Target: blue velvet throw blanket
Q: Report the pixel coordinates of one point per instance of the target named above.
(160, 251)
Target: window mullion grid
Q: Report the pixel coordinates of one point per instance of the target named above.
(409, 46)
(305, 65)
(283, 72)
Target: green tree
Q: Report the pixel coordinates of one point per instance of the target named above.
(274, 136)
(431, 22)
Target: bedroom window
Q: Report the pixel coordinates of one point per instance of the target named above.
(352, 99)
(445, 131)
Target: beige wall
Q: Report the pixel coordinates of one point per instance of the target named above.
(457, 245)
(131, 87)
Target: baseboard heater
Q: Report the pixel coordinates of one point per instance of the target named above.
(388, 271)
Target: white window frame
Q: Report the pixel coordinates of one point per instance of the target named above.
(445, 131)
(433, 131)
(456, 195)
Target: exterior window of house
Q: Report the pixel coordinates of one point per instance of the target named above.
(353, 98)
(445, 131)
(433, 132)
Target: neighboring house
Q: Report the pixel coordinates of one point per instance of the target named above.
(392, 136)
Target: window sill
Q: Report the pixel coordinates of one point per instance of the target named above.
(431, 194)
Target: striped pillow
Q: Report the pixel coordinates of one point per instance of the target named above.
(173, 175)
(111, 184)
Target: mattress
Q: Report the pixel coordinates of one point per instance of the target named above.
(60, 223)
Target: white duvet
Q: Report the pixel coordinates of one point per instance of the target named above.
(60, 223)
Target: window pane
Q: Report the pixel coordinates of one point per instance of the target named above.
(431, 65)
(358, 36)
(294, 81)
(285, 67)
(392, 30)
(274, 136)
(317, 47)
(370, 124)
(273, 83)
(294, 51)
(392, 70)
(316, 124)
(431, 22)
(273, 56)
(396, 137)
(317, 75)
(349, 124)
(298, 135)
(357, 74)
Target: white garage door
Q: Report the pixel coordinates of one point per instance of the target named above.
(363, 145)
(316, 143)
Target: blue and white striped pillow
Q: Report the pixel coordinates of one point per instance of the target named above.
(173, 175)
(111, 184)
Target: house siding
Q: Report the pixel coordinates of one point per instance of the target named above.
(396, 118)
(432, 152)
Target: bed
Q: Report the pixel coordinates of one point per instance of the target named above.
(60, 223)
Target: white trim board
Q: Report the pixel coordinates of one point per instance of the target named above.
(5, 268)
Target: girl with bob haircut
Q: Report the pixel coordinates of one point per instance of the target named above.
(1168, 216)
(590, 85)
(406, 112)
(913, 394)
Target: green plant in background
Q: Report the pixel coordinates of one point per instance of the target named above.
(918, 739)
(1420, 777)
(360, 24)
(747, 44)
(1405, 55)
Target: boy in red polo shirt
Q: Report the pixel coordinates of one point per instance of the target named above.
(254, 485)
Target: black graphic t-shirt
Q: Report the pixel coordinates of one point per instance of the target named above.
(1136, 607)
____________
▶ _Short exercise_:
Your task is to reproduce all of the records exactly.

▶ _Worked solution_:
Target: blue velvet throw blanket
Q: Report the pixel coordinates of one point per instance of the target named above.
(160, 251)
Target: window mullion grid
Q: Report the pixel coordinates of one point per instance of the target named above.
(409, 46)
(305, 65)
(283, 72)
Target: green tree
Q: Report the pixel coordinates of one point per instance of the target named above.
(274, 136)
(431, 22)
Target: bedroom window
Q: Report the pixel coordinates of one point per instance of the target named above.
(352, 99)
(445, 131)
Target: beige wall
Q: Report the pixel coordinates of one point per instance of the target named above.
(457, 245)
(131, 87)
Target: baseboard heater
Q: Report the pixel coordinates of one point per instance of the target named above.
(388, 271)
Target: white window frame
Q: Report the pixel coordinates of one point per instance of the target named above.
(445, 131)
(433, 131)
(456, 195)
Target: exterior window of house
Q: Report the pixel coordinates of one point per instance of the target named above.
(353, 98)
(445, 131)
(433, 132)
Target: neighboring house
Q: Report the pixel coordinates of one point per instance of the target named above.
(392, 136)
Target: window sill
Q: Report the pixel coordinates of one point per instance of the target named above.
(431, 194)
Target: striped pillow
Q: Report the pixel coordinates of one point per instance of the target named above.
(173, 175)
(111, 184)
Target: mattress
Q: Report the pixel coordinates of one point per instance of the target named above.
(60, 223)
Target: white duvet
Q: Report the pixel coordinates of one point per instance of the target named above.
(60, 223)
Target: window pane
Q: Report the pixel coordinates of one point per instance of the target named above.
(431, 65)
(358, 36)
(294, 81)
(285, 67)
(392, 30)
(274, 136)
(317, 47)
(370, 124)
(273, 83)
(294, 51)
(392, 70)
(316, 124)
(431, 22)
(273, 56)
(396, 137)
(317, 75)
(349, 124)
(298, 135)
(357, 74)
Target: white garage door
Q: Report the pixel coordinates of one point per instance of the target named above.
(363, 145)
(316, 143)
Target: blue and white striped pillow
Q: Report the pixel coordinates of one point per instance of the target named above.
(173, 175)
(111, 184)
Target: house siding
Q: Report the pixel coordinates of one point per instance of the target named above.
(396, 118)
(432, 152)
Target: bed
Q: Report the pixel coordinates of one point per instance of the target named above.
(60, 223)
Target: white trim board
Q: Report the pixel coordinates of one point per instance of the target named above.
(5, 268)
Target: girl with bob haircut
Q: Report the pixel coordinates of one point per instance of the target named above.
(1168, 216)
(590, 85)
(406, 112)
(913, 394)
Target: green plant in background
Q: Report the pixel coordinates of one point per instance of the target named above.
(918, 739)
(1420, 777)
(360, 24)
(747, 44)
(1405, 55)
Target: boy in red polo shirt
Q: Report the pixel coordinates of one point per instance of the target named above.
(254, 485)
Target: black graphic t-shirt
Q: Report the pixel coordinates of one point per instance of the target named above.
(1136, 607)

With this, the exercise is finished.